Work to do: Rewrite these records with every occurrence of "man's face" replaced by "person's face", keeping the rest as it is, and omit the pictures.

Data:
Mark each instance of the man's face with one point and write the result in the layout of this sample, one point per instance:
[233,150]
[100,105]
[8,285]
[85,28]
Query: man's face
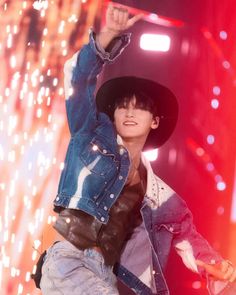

Final result:
Mark each instance of the person's face with one point and write the result in the layout of this sample, one point per instance:
[233,150]
[100,105]
[8,285]
[85,28]
Query: person's face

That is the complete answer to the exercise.